→ **THE REQUEST**
Repeat all of the records below word for word, but leave the pictures out of your answer.

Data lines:
»»

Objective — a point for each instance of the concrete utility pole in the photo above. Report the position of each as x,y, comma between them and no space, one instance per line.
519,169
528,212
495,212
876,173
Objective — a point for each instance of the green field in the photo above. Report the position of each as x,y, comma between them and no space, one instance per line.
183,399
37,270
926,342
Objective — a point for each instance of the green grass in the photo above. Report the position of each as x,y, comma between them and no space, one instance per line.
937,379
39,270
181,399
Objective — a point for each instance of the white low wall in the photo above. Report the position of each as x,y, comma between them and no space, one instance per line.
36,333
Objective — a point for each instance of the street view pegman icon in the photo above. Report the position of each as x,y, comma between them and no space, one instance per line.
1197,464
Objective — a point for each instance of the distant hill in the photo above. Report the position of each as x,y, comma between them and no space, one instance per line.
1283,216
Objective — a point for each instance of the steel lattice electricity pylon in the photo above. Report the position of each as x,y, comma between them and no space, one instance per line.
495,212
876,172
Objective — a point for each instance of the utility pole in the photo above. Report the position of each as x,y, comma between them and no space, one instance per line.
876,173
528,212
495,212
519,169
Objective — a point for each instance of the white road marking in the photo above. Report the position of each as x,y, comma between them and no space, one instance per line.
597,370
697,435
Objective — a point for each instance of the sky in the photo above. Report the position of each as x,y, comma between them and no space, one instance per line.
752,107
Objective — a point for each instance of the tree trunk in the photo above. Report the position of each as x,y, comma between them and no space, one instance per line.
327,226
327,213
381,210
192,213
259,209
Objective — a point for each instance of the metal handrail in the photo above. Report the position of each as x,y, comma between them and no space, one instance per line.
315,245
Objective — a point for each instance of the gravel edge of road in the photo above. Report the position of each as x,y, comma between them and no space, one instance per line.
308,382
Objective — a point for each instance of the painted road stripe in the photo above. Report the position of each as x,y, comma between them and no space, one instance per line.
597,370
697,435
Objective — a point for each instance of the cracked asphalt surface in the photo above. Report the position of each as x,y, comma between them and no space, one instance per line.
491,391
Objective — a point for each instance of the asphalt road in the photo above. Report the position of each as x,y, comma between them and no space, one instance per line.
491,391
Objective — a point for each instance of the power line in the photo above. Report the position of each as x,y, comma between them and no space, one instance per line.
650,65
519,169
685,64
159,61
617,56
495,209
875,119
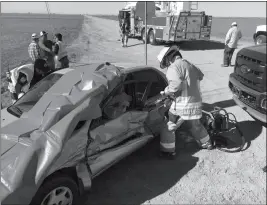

««

→ **REPLY TO THE EXERCISE**
Objective — a point for each instance of the concrete utility pole in the photo above. Report the position of each as x,y, comma between them and no space, one instance per line.
519,169
528,212
495,212
876,173
Objective — a point for each instance of the green field in the photo above. Report the position of each as x,y, comma between them and no space, one instance per line.
183,399
37,270
926,342
Objective — a point for each instance of the green grass in the photo above. Report the position of each as x,y, comma between them and no space, one instance per line.
937,379
39,270
181,399
Objective — a point for each instance of the white low wall in the photo above. Report the position of each as x,y, comma between them and no space, one instance per line.
36,333
Objective — a point for each instance of the street view pegman icon in the photo above. Report the position of each as x,y, comma between them and no space, one instance per line.
1197,464
Objective — a point for each instance of the distant hill in the photo above. Report the position of each as x,y, comma between them and no space, one instance per line.
1283,216
Objective — a point for each instance of the steel lattice electricity pylon in the photo above. Report the position of each as x,y, comma between them and no space, one instance per line.
495,212
876,172
Objective — a point for each instance of the utility pole in the photo above. Report the position of each as x,y, comma between them and no space, one instance per line.
876,173
528,212
495,212
519,169
Objective — a point for each instance of the white road marking in the photo above. Report the position of each as x,y, comma between them and no space, one instance per line.
597,370
697,435
Objective — a point for each instance of the sky in the photo above. Report the position of each as x,y, comma between them and no space, one instance per line.
752,107
Objective — a point for each instance of the tree trunk in the photo above. Report the position of each as x,y, comma between them and no space, one instance per line.
327,226
327,213
381,210
192,213
259,209
Objective — a point for each instance of the metal handrail in the photo above. Report the position of each as x,y, comma between them and no space, one instance per line.
315,245
Objective — a point for each instance of the gravel edge of road in the photo above. Report the position of each as x,y, comma between them and no space, one instance per line.
308,382
Objective — a point for each instance of the painted road stripe in the photo above. Report the position of each as x,y, comma between them and no space, one instance per line.
597,370
697,435
Objective — a point for each instance of the cracked asphalt surface in the photo above. Report the position of each as x,y, comma between them and no space, one instance per line.
491,391
Objective — a point for each instance of the asphalt road in the photo above. Report the position of each as x,y, comma between them and no space, one instance per line.
491,391
Objective — a point for each instance of the power line in the photo above. Report the position of each as x,y, comma between them and no space, one instance per line.
650,65
519,169
685,64
159,61
617,56
495,209
875,119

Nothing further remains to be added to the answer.